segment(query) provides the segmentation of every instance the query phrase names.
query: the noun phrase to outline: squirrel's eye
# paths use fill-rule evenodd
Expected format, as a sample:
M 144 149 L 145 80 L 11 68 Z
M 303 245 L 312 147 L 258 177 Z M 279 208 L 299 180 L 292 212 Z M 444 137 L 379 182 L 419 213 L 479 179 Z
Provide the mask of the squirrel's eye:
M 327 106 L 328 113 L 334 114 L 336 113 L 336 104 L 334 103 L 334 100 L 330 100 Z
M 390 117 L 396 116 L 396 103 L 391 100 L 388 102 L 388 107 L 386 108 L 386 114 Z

= = = = = = =

_Given request_. Please report every line in the entries above that contains the word "query".

_Complete response_.
segment(query) provides the segmentation of every instance the query phrase names.
query: the noun phrase to outline: squirrel's eye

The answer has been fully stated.